Items:
┌──

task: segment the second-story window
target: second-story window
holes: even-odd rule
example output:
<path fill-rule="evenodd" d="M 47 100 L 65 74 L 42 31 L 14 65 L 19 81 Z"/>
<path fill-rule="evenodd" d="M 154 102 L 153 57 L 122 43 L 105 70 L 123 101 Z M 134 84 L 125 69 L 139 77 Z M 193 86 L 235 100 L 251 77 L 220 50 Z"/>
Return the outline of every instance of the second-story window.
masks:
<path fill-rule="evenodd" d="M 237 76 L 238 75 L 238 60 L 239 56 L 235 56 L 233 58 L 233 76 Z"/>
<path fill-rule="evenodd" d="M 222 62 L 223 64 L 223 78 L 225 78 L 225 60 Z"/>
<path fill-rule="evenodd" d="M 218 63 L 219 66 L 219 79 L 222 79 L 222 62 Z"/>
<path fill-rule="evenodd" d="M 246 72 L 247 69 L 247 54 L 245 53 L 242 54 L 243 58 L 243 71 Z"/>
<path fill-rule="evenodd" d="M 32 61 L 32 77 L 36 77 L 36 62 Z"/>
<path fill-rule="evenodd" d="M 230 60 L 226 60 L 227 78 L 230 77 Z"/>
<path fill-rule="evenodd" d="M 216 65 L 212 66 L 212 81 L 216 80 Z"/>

└──
┌──

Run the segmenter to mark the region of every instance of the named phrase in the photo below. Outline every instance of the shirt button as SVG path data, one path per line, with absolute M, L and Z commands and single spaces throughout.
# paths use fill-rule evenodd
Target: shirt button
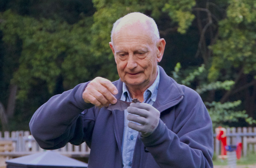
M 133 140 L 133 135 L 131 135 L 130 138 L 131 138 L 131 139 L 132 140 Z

└──

Work required: Render the lines between the one holding "Run the segmenter" and the one holding "M 133 140 L", inclusive, as a JSON list of strings with one string per line and blank lines omitted. Leave out the pictures.

Result of this task:
[
  "Run the segmenter to mark the region of every instance of the named phrase in the photo below. Outline every instance of the shirt button as SVG path data, one path per line, with absolute M, L and Z commands and single spaces throughout.",
  "# paths use fill-rule evenodd",
  "Target: shirt button",
  "M 133 140 L 133 135 L 131 135 L 130 138 L 131 138 L 131 139 L 132 140 Z"
]